##### Texte extrait

J’avais rencontré Christian Oster à l’occasion d’une
interview à mon émission à Radio Libertaire dans les années 1980. À
l’époque,
il avait publié quelques nouvelles de SF dans Libération et des romans
dans la
collection Engrenage au Fleuve Noir (
La
pause du tueur). Sa conversion vers les éditions de Minuit est
assez
exemplaire de cette génération happée par la vénérable maison, comme
Antoine
Volodine, qui démontre que les littératures dites de
« l’imaginaire »
possédaient une porosité avec la notabilité littéraire. J’avais suivi
l’auteur avec
une certaine assiduité à l’époque où je travaillais encore en librairie
de neuf
(sept bouquins de chez Minuit et l’Engrenage cité plus haut résident
encore
chez moi) et cette trouvaille dans cette solderie, un SP, en plus,
était devenu
une tentation. Avec le temps écoulé, l’auteur et son lecteur s’étant
perdus de
vue, qu’en sortira-t-il ? Je verrai bien…
Diable, Tenancier, vous n’avez donc pas lu le bouquin d’Orwell ?

##########
##### Enregistrements

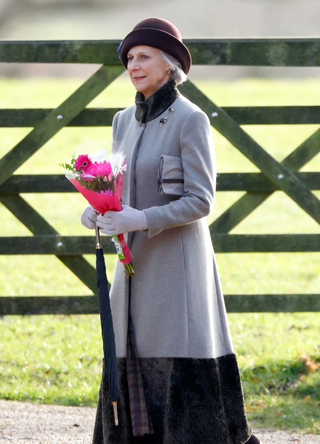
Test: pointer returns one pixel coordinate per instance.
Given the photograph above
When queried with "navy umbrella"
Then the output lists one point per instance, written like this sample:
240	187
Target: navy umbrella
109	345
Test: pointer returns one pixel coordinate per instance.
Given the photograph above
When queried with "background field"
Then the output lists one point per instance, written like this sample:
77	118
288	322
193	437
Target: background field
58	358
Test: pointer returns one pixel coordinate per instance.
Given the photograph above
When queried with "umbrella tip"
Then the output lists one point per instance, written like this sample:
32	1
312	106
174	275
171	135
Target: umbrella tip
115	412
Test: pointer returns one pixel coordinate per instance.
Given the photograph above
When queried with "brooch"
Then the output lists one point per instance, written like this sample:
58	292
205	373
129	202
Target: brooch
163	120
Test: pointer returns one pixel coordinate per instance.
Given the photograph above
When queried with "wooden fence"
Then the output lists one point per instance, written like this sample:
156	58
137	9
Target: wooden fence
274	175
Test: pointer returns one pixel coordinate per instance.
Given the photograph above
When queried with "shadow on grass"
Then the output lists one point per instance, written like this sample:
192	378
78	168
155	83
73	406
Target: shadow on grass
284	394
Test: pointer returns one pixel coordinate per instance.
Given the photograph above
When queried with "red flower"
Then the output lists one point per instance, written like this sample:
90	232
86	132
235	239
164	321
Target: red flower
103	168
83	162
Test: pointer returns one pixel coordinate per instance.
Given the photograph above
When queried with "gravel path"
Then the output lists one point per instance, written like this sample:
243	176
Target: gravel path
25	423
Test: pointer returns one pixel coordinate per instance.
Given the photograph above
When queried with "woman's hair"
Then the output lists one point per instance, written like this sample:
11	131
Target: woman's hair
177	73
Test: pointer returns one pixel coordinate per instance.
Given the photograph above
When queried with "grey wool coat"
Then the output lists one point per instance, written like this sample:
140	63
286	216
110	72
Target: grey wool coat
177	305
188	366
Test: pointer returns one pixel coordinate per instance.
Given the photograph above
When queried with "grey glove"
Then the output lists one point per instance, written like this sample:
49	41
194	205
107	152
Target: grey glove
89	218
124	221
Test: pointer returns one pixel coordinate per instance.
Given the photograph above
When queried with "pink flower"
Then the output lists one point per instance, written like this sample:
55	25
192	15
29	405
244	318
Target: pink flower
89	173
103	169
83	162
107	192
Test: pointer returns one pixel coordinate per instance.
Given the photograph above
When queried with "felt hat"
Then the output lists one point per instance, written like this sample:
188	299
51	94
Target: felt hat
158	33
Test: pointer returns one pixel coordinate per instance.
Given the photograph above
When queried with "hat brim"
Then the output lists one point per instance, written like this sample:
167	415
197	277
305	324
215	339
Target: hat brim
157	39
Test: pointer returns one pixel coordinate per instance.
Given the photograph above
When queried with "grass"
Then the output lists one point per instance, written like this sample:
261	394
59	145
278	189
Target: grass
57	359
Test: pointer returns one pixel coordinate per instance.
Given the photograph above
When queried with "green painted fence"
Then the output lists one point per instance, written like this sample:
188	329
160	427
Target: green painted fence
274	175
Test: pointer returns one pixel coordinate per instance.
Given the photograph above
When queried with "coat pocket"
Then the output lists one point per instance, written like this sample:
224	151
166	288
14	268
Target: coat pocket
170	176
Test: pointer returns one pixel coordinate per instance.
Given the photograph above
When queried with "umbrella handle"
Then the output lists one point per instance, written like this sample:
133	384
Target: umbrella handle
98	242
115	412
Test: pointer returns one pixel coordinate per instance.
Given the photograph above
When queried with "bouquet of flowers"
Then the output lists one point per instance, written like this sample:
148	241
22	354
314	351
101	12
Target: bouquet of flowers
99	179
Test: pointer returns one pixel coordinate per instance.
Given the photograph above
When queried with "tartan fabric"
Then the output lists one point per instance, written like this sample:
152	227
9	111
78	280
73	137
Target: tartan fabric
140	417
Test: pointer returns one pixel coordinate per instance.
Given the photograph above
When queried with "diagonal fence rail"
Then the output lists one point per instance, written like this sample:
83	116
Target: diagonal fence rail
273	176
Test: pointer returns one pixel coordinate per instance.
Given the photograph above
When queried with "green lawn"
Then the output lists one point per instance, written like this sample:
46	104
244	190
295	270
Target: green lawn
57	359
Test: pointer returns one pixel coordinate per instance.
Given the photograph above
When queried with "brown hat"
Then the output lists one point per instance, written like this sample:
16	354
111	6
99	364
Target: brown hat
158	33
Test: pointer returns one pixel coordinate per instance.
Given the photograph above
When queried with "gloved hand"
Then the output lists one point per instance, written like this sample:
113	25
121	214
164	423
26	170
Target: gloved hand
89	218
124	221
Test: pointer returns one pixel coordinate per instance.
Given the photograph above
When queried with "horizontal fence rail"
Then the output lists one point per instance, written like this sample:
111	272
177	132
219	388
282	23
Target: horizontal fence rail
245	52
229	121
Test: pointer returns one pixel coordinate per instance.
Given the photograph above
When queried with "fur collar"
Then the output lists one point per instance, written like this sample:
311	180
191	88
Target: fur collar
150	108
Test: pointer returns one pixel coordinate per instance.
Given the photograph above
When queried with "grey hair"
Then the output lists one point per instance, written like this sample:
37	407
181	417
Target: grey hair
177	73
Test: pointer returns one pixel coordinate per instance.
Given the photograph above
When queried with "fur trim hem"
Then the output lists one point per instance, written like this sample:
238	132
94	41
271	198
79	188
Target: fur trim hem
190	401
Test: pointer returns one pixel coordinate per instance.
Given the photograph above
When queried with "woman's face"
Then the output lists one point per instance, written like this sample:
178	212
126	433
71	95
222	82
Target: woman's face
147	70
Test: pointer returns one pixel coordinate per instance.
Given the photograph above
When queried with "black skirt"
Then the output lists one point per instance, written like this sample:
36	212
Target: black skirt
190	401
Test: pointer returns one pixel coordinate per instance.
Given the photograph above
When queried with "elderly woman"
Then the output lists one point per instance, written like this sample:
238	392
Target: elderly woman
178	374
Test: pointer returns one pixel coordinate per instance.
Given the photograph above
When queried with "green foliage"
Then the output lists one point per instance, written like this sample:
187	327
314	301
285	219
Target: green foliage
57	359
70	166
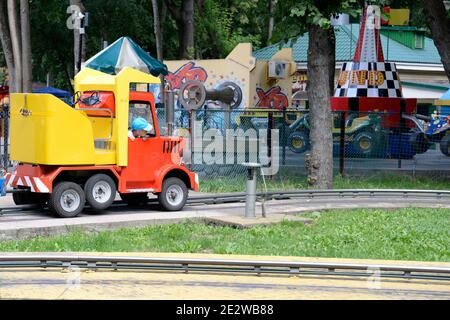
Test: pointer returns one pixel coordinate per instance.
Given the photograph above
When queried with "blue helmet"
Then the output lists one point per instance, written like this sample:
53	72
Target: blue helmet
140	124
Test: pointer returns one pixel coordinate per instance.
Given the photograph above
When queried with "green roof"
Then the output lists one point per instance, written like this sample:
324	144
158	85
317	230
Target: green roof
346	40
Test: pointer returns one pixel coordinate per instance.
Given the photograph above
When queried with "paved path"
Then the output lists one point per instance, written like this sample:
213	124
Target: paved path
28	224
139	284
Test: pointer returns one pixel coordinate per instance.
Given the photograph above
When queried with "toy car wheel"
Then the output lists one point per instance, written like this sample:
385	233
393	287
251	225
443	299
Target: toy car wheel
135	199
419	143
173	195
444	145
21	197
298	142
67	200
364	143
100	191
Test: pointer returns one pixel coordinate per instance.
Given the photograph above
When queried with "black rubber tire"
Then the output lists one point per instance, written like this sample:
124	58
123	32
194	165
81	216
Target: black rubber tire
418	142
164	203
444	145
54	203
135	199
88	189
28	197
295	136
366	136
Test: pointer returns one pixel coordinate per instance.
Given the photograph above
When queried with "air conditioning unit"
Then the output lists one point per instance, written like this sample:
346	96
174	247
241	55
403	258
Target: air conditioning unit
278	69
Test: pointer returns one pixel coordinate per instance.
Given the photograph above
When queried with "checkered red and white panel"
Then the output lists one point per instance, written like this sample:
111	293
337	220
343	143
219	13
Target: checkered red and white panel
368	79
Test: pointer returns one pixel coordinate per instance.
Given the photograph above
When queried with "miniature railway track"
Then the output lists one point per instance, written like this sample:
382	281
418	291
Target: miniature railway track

##########

Consignes et exercices
a) Répondez à ces questions sur le texte consacré à Christian Oster :
(i) Sur quelle radio a eu lieu l'interview avec Christian Oster ?
(ii) Dans quel journal Christian Oster avait-il publié des nouvelles de SF ?
(iii) Combien de livres de chez Minuit se trouvent encore chez la personne qui écrit ?
b) Reproduisez le passage du texte consacré à Christian Oster en partant des mots « possédaient une porosité » et en vous arrêtant après « bouquin d’Orwell ? ».
c) Reprenez le texte consacré à Christian Oster là où il s'arrête et écrivez la suite.

Réponses aux exercices
a)
(i) Radio Libertaire.
(ii) Libération.
(iii) Sept.

b)
possédaient une porosité avec la notabilité littéraire. J’avais suivi
l’auteur avec
une certaine assiduité à l’époque où je travaillais encore en librairie
de neuf
(sept bouquins de chez Minuit et l’Engrenage cité plus haut résident
encore
chez moi) et cette trouvaille dans cette solderie, un SP, en plus,
était devenu
une tentation. Avec le temps écoulé, l’auteur et son lecteur s’étant
perdus de
vue, qu’en sortira-t-il ? Je verrai bien…
Diable, Tenancier, vous n’avez donc pas lu le bouquin d’Orwell ?

c)
Mais pour qui me prenez-vous, bande de lecteurs ? Bien sûr que si
et à
plusieurs reprises ! Seulement, jusqu’à maintenant, je ne
possédais que l’édition
en Idées/Gallimard. La présente est propre et agréable. Je garderai
l’autre qui
sera transférée vers la bibliothèque historique. Je n’étais pas passé
depuis un
bail chez le bouquiniste local. Vertu de l’absence : au retour
dans ces
murs-là, l’on a envie de tout.
Gary : même motif que précédemment. On améliore sa
bibliothèque et l’on se demande soudainement depuis combien de temps on
n’a pas
ouvert un bouquin de Gary : 10, 20, 30 ans ? Ouh la la !
Il
était temps.
Si l’on aime la littérature, on ne peut passer à côté de
Stevenson. Bon… si on peut, mais c’est bien dommage pour vous si vous
êtes dans
ce cas. Comme c’est un 10/18, vous retrouverez le volume un de ces
jours dans
la rubrique ad hoc. En attendant, je recherchais — mollement, certes —
ce
titre-là dans cette collection à cause du dernier article du
recueil :
Les romans d’aventures de Jules Verne.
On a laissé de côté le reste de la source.